===== Exercise text

The reaction of Maggie’s family, when they are finally told, is anything but predictable, and once they have a chance to process the news, it’s very touching. Instead of tearing the family apart, it opens their eyes and brings them back together. The topic of the book, and the way it is written, has the potential to make a reader realize what is truly important in life…and what isn’t.
With such a buildup throughout the entire book, I felt like the ending was somewhat anti-climactic. While predictable in terms of giving you what you expect, it also ends rather abruptly. This could be to leave it open to a sequel, or simply to encourage the reader to think about it themselves, but I was left rather unsatisfied.
The lessons to be learned in this book are both in your face and subtle enough that by the end, it can leave you contemplating many different things. From the obvious issues of abortion versus adoption versus teenage motherhood to learning what sort of people to keep in your life. From learning that family is always there no matter what to learning to accept what you truly deserve instead of what you think you deserve, the lessons imparted in this tale are worthy of any teenage or adult reader.
This is a wonderfully written book that taps into the angst of the teenage years combined with the heart-wrenching emotions that can come with an unexpected and unwanted pregnancy. The family is realistically dysfunctional and the characters are sympathetic and well written. A great coming of age tale that I would definitely recommend to any teenage girl.

==========

▶ **Exercise instructions**
Copy out word for word the stretch of the book review that begins with the words "The reaction of" and ends with "life…and what isn’t.".

===== Given data

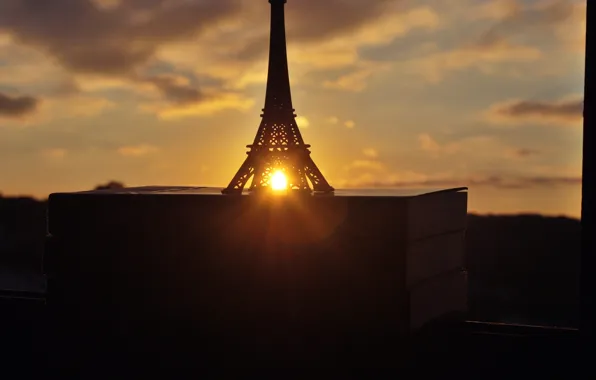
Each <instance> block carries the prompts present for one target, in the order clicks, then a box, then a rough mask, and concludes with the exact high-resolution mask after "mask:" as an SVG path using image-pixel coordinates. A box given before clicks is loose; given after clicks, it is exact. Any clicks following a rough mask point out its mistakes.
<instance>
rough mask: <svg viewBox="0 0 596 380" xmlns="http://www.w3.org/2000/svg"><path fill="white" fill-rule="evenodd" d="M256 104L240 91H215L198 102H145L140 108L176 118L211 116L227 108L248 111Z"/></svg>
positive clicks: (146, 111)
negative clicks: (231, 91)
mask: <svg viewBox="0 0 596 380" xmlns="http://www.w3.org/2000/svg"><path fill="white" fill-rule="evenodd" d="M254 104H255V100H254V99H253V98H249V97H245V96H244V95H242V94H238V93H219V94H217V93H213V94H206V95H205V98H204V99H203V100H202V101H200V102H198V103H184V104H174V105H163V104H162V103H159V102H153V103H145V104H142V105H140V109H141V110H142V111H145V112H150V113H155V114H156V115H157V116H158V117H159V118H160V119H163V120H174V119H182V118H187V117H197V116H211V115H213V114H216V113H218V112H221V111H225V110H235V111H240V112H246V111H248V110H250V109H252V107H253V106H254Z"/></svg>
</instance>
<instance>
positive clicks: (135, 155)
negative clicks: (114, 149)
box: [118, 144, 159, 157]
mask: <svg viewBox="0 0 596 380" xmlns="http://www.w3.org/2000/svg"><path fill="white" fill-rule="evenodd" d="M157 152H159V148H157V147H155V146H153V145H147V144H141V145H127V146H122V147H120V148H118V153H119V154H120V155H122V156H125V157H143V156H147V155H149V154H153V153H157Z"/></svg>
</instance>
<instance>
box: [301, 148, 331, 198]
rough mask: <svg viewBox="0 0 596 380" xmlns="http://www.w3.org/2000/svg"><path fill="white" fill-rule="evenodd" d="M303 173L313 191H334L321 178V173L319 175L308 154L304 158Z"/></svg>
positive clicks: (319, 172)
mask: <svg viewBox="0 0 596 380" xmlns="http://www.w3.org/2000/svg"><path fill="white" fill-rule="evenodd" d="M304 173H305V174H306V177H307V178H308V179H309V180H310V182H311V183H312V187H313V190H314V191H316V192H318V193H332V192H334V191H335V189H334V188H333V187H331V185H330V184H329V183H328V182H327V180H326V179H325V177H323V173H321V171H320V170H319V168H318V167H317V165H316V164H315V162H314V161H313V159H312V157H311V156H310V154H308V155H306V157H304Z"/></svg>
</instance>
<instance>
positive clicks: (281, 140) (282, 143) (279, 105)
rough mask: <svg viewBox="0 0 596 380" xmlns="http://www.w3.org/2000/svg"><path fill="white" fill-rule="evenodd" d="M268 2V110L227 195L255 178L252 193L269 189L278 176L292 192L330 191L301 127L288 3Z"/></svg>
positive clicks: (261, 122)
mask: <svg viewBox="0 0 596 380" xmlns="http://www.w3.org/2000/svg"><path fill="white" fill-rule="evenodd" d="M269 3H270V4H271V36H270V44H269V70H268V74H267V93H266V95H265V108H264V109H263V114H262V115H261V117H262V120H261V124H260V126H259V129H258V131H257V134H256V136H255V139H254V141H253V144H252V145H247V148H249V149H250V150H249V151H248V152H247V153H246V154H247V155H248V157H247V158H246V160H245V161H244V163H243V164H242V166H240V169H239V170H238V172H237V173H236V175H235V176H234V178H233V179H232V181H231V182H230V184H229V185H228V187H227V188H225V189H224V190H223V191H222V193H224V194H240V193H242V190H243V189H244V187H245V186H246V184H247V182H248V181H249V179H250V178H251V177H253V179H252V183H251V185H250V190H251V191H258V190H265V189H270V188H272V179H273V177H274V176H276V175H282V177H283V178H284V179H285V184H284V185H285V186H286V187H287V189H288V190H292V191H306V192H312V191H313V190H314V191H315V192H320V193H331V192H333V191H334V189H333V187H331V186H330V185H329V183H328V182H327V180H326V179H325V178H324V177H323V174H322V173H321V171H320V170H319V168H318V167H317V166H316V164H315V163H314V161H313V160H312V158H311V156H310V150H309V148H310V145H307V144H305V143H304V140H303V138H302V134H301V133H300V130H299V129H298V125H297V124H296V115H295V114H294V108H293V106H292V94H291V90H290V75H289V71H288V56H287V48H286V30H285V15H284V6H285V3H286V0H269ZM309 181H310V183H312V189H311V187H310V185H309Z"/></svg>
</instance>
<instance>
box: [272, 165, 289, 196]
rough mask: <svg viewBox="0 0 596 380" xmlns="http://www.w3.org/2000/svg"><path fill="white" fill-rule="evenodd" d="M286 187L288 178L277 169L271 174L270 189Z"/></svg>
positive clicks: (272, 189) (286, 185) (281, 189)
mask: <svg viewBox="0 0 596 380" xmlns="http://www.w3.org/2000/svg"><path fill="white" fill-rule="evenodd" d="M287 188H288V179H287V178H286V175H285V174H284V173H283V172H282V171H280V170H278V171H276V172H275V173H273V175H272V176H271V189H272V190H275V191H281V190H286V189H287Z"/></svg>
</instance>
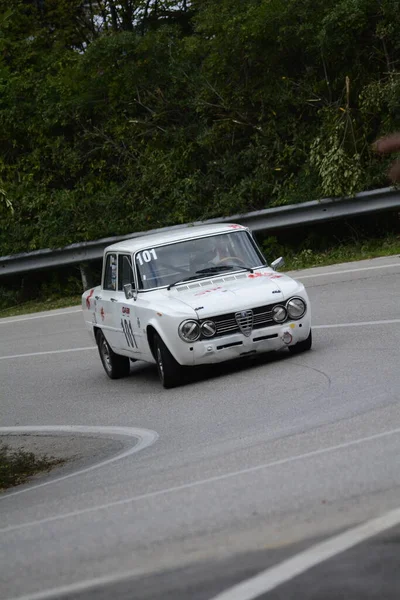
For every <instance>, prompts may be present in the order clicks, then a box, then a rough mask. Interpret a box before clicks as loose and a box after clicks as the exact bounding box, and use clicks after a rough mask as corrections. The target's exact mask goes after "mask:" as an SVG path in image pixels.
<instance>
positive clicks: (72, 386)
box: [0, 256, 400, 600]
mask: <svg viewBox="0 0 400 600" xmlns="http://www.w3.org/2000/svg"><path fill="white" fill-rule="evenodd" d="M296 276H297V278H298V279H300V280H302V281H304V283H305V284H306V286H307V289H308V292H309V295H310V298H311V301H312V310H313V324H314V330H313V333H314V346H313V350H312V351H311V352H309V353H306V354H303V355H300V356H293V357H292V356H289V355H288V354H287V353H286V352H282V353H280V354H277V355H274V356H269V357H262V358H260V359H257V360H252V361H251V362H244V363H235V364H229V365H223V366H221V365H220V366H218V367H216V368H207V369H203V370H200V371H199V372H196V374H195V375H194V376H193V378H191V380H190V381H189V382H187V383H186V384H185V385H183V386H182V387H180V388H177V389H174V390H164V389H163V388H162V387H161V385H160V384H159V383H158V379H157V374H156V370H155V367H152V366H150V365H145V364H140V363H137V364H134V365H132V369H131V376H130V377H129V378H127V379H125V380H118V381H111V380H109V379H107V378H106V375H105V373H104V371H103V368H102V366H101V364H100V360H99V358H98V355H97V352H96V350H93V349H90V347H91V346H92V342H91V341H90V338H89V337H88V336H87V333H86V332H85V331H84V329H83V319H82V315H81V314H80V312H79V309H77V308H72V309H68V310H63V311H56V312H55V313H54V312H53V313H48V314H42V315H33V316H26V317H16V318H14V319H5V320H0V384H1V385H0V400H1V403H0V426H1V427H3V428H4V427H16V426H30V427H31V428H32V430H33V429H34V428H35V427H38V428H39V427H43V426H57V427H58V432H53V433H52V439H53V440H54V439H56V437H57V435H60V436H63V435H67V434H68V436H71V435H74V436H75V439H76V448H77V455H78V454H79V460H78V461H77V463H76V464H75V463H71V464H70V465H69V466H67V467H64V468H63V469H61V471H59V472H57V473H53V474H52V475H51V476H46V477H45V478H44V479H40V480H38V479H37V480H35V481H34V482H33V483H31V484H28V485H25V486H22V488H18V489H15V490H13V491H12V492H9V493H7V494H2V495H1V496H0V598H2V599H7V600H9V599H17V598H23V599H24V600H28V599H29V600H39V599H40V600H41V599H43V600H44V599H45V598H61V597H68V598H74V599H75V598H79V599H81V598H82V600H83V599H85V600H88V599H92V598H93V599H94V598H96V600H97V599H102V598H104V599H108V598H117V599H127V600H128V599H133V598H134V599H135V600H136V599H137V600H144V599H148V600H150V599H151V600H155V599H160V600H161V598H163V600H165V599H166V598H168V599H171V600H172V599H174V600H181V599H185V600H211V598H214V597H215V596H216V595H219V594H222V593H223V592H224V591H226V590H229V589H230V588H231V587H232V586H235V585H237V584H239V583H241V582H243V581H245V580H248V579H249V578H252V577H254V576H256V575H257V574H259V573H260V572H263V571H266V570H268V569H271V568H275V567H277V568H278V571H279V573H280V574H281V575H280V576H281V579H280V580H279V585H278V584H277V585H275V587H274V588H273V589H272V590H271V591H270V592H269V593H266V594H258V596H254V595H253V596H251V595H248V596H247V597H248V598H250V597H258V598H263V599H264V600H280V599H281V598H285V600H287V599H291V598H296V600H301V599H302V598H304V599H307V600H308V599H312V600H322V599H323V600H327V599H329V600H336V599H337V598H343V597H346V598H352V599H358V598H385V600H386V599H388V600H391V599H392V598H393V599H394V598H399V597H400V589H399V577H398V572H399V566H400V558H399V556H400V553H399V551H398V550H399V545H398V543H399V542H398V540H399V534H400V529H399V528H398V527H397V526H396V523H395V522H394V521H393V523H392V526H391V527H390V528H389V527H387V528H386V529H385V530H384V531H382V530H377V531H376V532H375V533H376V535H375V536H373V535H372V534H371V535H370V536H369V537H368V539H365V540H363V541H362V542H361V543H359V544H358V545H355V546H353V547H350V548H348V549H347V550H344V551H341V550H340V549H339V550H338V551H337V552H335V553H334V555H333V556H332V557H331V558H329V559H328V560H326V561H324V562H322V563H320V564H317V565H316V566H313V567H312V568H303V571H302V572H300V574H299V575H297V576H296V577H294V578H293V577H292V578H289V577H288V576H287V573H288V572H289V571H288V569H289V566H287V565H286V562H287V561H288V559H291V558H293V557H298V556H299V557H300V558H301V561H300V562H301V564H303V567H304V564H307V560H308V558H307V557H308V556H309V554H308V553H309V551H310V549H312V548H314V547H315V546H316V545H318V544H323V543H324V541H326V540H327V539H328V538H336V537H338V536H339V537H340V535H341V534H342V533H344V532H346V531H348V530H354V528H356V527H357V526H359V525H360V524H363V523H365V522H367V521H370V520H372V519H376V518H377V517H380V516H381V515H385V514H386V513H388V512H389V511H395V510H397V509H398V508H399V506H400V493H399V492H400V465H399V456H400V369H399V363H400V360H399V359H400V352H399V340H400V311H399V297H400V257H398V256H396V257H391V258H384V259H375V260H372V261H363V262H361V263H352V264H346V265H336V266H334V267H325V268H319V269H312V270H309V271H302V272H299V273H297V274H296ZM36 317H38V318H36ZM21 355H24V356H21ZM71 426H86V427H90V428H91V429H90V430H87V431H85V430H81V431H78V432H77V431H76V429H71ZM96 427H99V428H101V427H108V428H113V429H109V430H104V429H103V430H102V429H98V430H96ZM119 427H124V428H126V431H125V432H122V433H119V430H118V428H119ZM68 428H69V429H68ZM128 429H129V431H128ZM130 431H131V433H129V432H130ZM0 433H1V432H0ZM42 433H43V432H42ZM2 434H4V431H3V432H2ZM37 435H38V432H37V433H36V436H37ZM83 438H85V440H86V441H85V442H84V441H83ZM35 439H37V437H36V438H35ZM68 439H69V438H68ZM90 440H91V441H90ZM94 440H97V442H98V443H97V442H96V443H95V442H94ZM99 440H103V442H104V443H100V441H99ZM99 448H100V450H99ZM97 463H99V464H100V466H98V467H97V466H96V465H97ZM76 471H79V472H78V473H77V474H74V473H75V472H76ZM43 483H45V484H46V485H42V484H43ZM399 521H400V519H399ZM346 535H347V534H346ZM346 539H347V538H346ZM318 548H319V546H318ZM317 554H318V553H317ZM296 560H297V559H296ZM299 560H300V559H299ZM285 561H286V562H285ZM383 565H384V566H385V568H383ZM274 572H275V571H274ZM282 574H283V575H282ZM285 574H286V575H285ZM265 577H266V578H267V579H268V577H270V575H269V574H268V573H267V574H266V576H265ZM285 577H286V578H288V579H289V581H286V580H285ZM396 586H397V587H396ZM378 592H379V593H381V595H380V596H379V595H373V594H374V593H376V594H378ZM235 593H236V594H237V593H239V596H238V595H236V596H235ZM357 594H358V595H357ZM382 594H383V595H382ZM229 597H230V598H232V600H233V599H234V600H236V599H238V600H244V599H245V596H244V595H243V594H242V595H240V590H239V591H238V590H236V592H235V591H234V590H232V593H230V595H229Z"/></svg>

==========

▶ **Your solution**
The reaction of Maggie’s family, when they are finally told, is anything but predictable, and once they have a chance to process the news, it’s very touching. Instead of tearing the family apart, it opens their eyes and brings them back together. The topic of the book, and the way it is written, has the potential to make a reader realize what is truly important in life…and what isn’t.